§ CONJUNTO DE TAREFAS:
1. No texto sobre a Paixão, de quem Anás é sogro?
2. Liste tudo o que Pedro nega ao ser interpelado no texto sobre a Paixão.
3. Reescreva o trecho do texto sobre a Paixão que vai de "Canta o galo" até "arrepende chorando amargamente.", substituindo "galo" por "sino".
---------- TEXTO DO EXERCÍCIO ----------
Seguimos, pari passu, de coração convertido e cheio do louvor de Deus, a narrativa da Paixão de Jesus segundo João (18,1-19,42).

Depois do discurso testamental do Senhor e da sua oração sacerdotal, atravessamos o Cédron e entramos no jardim. É noite, mas a Luz do mundo não se apaga. Judas perdeu-se na noite, mas de noite encontra-se com a multidão e a conduz até ao Mestre. E a multidão vem, com archotes e lanternas e com armas, prender a Luz. Porém, caem encandeados. E é o Cristo, Luz do mundo, que por amor Se ofusca e Se entrega, rejeitando o ato de violência perpetrado por Simão Pedro para alegadamente O defender. Uma vez preso e levado a Anás, sogro de Caifás (Sumo Sacerdote naquele ano), a quem Anás o manda depois, todos os discípulos fugiram, com exceção de Pedro e outro discípulo, que O seguiam. Entretanto, Pedro acolhe-se a outra luz e aquece-se a outro lume. E, ao ser interpelado, nega ter andado com Jesus, ter parte com Ele ou mesmo conhecê-Lo.

Canta o galo pregoeiro do dia (topamo-lo nos nossos campanários como o topamos nos primeiros sarcófagos cristãos), nasce o dia e Pedro reconhece o seu erro, de que se arrepende chorando amargamente.
---------- LISTAGEM DE DADOS ----------
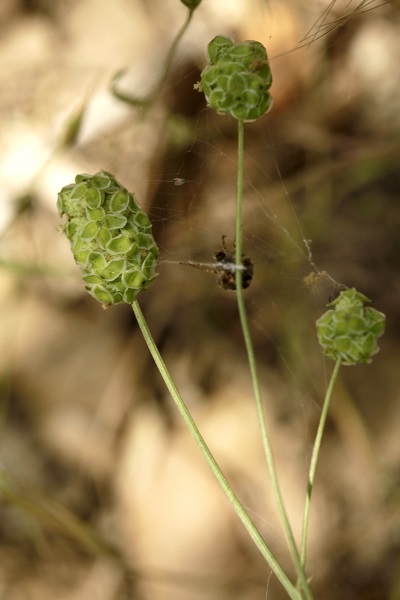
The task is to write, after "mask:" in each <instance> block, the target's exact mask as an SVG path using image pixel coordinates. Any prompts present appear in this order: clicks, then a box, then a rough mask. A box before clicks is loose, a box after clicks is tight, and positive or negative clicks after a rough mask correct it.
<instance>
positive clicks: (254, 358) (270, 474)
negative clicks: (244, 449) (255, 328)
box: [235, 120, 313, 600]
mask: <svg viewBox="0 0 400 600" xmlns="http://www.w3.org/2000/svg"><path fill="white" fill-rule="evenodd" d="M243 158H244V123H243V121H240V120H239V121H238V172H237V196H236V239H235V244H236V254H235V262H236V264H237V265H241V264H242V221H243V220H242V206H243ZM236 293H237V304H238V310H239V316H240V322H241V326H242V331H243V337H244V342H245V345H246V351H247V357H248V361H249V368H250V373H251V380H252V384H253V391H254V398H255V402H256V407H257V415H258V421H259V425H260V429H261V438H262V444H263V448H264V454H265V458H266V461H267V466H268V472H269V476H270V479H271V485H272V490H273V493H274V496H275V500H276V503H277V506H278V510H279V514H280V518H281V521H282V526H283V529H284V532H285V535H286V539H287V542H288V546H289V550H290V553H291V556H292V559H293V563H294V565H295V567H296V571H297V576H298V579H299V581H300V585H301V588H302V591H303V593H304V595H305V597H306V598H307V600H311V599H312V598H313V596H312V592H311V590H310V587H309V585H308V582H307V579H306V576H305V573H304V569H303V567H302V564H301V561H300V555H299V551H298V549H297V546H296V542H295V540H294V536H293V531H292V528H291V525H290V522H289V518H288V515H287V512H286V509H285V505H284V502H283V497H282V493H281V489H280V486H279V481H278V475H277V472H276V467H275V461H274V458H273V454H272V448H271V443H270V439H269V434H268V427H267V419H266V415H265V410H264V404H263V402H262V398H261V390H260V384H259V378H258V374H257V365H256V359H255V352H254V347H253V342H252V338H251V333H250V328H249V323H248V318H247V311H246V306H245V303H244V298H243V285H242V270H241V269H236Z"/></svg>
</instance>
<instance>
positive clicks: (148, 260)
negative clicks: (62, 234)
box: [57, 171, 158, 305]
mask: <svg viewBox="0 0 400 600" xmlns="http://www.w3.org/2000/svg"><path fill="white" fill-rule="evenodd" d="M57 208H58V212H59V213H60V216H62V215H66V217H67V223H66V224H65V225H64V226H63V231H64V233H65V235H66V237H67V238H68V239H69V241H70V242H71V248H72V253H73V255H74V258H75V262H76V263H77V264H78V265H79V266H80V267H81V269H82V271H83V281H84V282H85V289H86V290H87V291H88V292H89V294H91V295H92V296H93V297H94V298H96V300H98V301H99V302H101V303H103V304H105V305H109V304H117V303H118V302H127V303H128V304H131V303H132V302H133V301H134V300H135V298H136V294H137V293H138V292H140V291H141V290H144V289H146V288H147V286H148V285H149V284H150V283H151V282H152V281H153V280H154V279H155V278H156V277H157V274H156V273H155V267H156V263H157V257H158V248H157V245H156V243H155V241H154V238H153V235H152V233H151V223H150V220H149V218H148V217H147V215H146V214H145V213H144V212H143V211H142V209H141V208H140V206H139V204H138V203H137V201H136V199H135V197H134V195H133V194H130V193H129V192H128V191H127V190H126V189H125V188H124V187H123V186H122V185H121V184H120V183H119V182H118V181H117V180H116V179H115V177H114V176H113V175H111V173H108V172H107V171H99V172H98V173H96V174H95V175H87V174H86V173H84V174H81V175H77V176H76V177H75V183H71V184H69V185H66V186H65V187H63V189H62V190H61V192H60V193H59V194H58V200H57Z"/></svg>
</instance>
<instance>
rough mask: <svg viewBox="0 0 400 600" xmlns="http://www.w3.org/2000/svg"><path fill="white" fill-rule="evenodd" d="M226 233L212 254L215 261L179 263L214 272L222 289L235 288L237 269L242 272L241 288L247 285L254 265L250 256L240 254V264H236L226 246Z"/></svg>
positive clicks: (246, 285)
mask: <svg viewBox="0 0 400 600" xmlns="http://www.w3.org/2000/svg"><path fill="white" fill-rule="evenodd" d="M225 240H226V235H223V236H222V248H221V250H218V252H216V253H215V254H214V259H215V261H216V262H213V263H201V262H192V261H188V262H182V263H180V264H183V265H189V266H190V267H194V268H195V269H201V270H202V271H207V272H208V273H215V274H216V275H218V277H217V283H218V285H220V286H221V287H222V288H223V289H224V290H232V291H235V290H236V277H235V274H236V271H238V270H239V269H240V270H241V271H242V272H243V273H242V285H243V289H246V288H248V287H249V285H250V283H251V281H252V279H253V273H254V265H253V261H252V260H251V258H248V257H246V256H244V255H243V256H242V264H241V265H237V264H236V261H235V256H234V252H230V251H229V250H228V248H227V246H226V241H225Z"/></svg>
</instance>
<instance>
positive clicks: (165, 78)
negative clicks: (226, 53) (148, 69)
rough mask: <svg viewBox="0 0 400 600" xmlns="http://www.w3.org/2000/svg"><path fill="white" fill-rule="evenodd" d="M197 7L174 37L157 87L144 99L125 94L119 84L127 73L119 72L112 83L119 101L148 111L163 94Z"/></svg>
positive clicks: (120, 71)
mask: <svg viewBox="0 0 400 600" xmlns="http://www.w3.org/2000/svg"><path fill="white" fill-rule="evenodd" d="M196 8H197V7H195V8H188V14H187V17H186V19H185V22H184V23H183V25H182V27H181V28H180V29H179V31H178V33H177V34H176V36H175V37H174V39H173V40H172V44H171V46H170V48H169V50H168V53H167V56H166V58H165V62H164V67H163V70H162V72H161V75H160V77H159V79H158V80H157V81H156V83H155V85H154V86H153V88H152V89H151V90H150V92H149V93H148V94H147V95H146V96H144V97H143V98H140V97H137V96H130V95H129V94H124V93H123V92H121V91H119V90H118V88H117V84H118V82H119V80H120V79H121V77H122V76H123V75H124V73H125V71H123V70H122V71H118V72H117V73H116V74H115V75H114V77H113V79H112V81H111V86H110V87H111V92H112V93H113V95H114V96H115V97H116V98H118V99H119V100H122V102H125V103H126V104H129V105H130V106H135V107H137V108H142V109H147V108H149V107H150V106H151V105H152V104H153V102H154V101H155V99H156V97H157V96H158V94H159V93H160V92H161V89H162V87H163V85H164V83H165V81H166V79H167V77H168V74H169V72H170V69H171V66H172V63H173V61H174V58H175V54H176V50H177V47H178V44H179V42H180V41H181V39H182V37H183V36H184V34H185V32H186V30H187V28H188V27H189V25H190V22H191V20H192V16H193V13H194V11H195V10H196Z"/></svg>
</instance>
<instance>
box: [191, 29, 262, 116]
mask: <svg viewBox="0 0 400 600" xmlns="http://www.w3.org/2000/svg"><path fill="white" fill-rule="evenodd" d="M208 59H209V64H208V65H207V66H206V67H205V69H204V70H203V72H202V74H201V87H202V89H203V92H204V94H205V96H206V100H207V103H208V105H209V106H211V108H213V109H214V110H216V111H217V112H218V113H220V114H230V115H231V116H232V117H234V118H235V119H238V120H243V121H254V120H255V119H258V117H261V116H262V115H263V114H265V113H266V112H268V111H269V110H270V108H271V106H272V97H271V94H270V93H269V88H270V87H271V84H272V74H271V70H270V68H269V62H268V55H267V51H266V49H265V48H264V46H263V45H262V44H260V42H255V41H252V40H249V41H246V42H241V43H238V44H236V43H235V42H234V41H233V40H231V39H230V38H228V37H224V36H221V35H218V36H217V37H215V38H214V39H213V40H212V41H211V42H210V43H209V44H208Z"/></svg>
----------
---------- LISTAGEM DE DADOS ----------
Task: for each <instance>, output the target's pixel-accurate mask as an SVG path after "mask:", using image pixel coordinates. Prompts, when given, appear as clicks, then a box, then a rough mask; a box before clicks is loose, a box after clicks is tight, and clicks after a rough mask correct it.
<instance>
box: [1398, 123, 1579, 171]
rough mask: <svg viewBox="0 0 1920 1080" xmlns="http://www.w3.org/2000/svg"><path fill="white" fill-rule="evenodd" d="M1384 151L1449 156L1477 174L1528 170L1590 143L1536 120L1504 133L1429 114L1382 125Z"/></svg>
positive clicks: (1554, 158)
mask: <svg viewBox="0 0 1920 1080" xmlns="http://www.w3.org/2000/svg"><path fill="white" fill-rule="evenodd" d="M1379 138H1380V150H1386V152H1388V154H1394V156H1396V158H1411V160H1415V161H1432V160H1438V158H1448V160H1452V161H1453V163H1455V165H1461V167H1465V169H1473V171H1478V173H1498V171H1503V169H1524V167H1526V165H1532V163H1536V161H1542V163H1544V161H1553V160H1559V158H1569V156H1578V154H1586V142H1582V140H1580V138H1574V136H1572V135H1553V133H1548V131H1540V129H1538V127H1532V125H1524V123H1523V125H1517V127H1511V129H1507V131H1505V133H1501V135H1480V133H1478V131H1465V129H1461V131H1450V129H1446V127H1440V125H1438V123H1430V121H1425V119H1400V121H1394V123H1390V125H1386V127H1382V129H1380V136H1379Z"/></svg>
----------
§ RESPOSTAS POR TAREFA:
1. De Caifás, Sumo Sacerdote naquele ano.

2. Ter andado com Jesus, ter parte com Ele e conhecê-Lo.

3.
Canta o sino pregoeiro do dia (topamo-lo nos nossos campanários como o topamos nos primeiros sarcófagos cristãos), nasce o dia e Pedro reconhece o seu erro, de que se arrepende chorando amargamente.